··· Supplied material

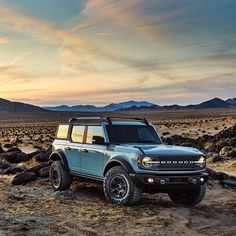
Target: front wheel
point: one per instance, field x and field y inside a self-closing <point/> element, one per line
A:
<point x="189" y="198"/>
<point x="119" y="188"/>
<point x="60" y="178"/>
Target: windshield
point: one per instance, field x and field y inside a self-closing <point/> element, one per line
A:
<point x="132" y="134"/>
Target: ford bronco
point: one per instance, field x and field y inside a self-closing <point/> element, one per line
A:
<point x="128" y="156"/>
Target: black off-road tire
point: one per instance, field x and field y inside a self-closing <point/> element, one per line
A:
<point x="189" y="198"/>
<point x="59" y="177"/>
<point x="132" y="193"/>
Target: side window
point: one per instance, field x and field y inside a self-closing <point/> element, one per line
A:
<point x="77" y="134"/>
<point x="95" y="135"/>
<point x="62" y="131"/>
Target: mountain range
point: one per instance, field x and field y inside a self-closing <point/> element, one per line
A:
<point x="10" y="106"/>
<point x="143" y="105"/>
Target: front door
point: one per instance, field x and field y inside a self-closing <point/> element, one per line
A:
<point x="92" y="154"/>
<point x="73" y="148"/>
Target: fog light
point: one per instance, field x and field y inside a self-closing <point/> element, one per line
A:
<point x="162" y="181"/>
<point x="150" y="180"/>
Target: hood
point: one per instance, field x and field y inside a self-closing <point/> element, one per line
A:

······

◆ **The task**
Answer with the number alone: how many lines in the records include the word "front"?

◆ **Exercise result**
2